* [Problem statement]: The lines below, all of them, should be returned exactly as they appear.

Dataset records START

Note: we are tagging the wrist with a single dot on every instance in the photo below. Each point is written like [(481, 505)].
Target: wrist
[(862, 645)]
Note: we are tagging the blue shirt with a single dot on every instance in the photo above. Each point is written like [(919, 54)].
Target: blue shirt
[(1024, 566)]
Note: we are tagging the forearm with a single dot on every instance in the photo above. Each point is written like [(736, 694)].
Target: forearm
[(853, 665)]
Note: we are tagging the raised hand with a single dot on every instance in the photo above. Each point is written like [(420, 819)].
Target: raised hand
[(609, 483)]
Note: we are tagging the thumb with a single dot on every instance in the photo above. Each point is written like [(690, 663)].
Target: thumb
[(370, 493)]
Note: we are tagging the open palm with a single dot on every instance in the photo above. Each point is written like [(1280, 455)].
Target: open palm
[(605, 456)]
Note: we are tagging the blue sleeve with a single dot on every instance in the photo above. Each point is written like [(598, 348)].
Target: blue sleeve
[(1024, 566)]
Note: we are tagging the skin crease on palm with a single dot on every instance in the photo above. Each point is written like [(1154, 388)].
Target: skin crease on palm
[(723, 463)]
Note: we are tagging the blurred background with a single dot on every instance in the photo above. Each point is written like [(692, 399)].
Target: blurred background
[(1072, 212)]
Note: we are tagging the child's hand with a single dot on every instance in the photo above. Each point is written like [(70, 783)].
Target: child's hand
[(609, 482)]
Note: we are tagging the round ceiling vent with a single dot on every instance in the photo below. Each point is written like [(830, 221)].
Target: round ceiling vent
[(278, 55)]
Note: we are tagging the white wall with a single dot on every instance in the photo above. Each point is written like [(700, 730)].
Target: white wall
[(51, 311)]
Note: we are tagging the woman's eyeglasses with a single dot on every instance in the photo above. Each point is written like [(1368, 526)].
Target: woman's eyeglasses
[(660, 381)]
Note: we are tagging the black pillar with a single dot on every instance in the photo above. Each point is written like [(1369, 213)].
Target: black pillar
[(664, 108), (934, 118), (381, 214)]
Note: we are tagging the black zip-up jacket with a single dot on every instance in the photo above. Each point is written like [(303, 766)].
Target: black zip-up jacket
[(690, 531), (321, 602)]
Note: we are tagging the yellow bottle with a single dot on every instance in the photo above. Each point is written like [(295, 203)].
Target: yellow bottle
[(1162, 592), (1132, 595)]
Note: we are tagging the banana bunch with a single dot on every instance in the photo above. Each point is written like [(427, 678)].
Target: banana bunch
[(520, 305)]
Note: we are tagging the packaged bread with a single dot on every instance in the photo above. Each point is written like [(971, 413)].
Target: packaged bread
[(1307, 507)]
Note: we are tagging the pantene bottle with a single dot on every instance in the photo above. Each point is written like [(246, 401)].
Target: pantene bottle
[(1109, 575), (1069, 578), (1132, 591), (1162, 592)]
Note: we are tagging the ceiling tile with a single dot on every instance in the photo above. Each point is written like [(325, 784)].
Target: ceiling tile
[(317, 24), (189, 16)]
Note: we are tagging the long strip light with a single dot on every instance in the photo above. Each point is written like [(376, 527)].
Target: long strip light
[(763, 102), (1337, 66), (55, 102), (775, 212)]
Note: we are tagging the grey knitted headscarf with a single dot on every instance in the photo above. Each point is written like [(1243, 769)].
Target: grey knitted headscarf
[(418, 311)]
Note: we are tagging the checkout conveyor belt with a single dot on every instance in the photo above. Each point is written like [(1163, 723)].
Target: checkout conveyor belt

Dataset records END

* [Written answer]:
Note: we are tagging the wrist with a single dot on every instance in the photo below. Each point is written like [(481, 505)].
Target: wrist
[(862, 645)]
Note: we are tagging the blue shirt with a single dot on every instance in the photo above. Each point is written like [(919, 54)].
Target: blue shirt
[(1024, 566)]
Note: we are tagging the forearm with a single dot on every instance in the photo above. Each point is written like [(736, 694)].
Target: forearm
[(853, 665)]
Note: we are tagging the raised hand with a single dot on every instance in the photo above. Each point is written like [(420, 819)].
Target: raised hand
[(609, 483)]
Note: we are tagging the thumb with a single dot on every instance in the photo above. Each point is written like [(690, 663)].
Target: thumb
[(370, 493)]
Note: we are tagging the open palm with a single dot on every instance in the photo above. Each point is written like [(1280, 455)].
Target: open palm
[(605, 456)]
Note: we are tagging the blue sleeve with a single dot on every instance in the photo above. Each point is written like [(598, 348)].
Target: blue sleeve
[(1024, 566)]
Note: we are tagging the skin crease on palm with a single dot on every instance in the photo above. Each point is written like [(1154, 388)].
Target: skin crease on palm
[(723, 463)]
Note: we are tagging the blurred background with a single dot on every instance in the photo above. Each point is written like [(692, 399)].
Target: blurred background
[(1072, 212)]
Note: we are tagging the child's hand with a single dot on every instance in the photo above. Each point is written like [(70, 783)].
Target: child's hand
[(609, 482)]
Note: we are tagging the round ceiling vent with a single dot on every instance in the photo below. Each point is written like [(830, 221)].
Target: round ceiling vent
[(278, 55)]
Note: we are tagging the white wall with a single dot on every instance in the photo above. Each point is written like [(700, 730)].
Target: white wall
[(51, 311)]
Note: we are tagging the woman's eyeglasses with a single dot on every instance in the photo above. Each point is written like [(1368, 526)].
Target: woman's eyeglasses
[(660, 381)]
Note: we are tagging the black pillar with a single dot on every instance in the photo above. Each point is written like [(1369, 213)].
Target: black pillar
[(664, 108), (934, 118), (381, 214)]
Note: we are tagging the black zip-up jacket with a single dot on every instance in the photo above. Each point is written like [(303, 766)].
Target: black zip-up jacket
[(690, 531), (321, 602)]
Note: we are tagging the yellow bottle with a single dot on every instance in the photo above. Each point is written like [(295, 203)].
Target: yellow bottle
[(1162, 592), (1132, 595)]
Note: we are tagging the banana bunch with a single dot on every instance in the photo above. Each point is written like [(427, 678)].
Target: banana bunch
[(520, 305)]
Note: we are tagging the packaged bread with a single dot on every instance in the photo above. Each point is written like [(971, 413)].
Target: packaged bread
[(1307, 507)]
Note: we are tagging the pantene bottle with a single dot on every instance in the photo above. Each point is written like [(246, 401)].
Target: pantene bottle
[(1109, 575), (1069, 578), (1132, 591), (1162, 592)]
Note: we are tagging the ceiling tile with a single dot on every instance in the photo above. Each point is written like [(325, 784)].
Target: ceiling tile
[(317, 24), (189, 16)]
Note: we are tagging the long strip light with a single dot on every instance in the photo above. Each point is written like [(376, 527)].
Target: long strip light
[(763, 102), (1337, 66), (55, 102), (775, 212)]
Note: we are tagging the grey knitted headscarf with a single dot on every instance in the photo above. Each point is written like [(1243, 769)].
Target: grey knitted headscarf
[(418, 311)]
Note: we are tagging the checkout conveyor belt with a single dot on every instance in the photo above. Each point is written like [(1163, 723)].
Target: checkout conveyor belt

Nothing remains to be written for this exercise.